Required work ->
Restate word for word the span that opens with the line containing "TARGET = white candle wax" and closes with the final line of the data; give only those lines.

Saved entries:
________________________

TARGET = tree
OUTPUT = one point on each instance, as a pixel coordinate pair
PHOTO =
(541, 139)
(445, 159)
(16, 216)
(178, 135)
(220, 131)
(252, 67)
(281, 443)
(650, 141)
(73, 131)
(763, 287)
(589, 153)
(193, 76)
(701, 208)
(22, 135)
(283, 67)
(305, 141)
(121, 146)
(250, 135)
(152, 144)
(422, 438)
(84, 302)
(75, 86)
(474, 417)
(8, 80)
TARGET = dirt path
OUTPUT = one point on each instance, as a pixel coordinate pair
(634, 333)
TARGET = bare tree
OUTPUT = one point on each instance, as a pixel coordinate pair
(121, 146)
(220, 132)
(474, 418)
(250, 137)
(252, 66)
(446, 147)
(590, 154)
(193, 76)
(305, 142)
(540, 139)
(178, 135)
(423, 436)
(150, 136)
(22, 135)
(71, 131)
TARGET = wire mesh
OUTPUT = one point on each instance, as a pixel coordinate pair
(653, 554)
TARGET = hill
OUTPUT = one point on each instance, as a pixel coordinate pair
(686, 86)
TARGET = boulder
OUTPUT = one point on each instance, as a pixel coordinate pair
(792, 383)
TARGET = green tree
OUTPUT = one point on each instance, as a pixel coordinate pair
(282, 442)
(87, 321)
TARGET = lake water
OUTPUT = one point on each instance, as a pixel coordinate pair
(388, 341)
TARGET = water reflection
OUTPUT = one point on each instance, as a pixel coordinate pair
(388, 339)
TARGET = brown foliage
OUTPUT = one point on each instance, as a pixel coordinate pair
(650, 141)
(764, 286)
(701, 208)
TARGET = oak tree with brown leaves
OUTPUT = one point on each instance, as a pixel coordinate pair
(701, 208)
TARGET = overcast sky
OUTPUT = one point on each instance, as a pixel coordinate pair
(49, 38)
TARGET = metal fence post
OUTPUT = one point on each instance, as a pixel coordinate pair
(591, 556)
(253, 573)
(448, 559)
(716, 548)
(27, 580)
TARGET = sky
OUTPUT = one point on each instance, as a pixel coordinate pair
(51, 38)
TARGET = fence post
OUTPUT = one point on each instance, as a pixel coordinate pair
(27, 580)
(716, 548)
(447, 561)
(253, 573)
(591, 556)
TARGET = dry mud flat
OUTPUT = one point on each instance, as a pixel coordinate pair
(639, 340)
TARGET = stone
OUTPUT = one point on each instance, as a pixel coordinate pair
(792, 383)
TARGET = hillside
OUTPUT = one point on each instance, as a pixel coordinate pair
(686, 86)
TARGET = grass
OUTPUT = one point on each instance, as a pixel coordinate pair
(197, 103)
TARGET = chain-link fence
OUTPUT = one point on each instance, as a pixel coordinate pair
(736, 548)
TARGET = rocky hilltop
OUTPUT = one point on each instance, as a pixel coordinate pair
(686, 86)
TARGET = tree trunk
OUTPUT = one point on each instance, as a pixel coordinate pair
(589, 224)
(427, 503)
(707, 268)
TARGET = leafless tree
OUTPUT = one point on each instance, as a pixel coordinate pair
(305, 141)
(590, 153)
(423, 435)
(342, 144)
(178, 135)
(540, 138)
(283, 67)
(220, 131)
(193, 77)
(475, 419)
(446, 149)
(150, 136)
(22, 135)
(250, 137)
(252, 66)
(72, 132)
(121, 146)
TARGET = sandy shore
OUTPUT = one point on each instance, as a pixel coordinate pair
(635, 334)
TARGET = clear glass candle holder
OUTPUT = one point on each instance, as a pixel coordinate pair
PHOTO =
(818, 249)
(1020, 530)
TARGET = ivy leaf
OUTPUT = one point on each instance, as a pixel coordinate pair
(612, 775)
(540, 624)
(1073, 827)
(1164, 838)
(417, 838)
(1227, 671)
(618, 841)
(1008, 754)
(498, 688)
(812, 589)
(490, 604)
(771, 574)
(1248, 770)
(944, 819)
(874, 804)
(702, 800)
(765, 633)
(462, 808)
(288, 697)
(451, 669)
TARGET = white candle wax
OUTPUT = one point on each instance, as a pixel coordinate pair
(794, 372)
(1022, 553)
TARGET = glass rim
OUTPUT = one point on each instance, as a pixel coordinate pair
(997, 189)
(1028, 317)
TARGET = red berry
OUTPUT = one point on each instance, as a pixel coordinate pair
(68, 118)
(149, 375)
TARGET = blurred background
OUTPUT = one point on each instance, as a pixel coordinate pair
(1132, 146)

________________________

Solution below ->
TARGET = white candle wax
OUTPUT = one point on each instance, as a pixel coordinate pair
(794, 372)
(1022, 553)
TARGET = glass rim
OUTPUT = one point on each instance, as a pixel coordinate pair
(997, 189)
(1028, 317)
TARGET = red berry
OUTPUT = one point on each instance, as a pixel coordinate pair
(68, 118)
(149, 375)
TARGET = blurred background
OUTPUT = one point on each instance, as a pixel coordinate pair
(1132, 146)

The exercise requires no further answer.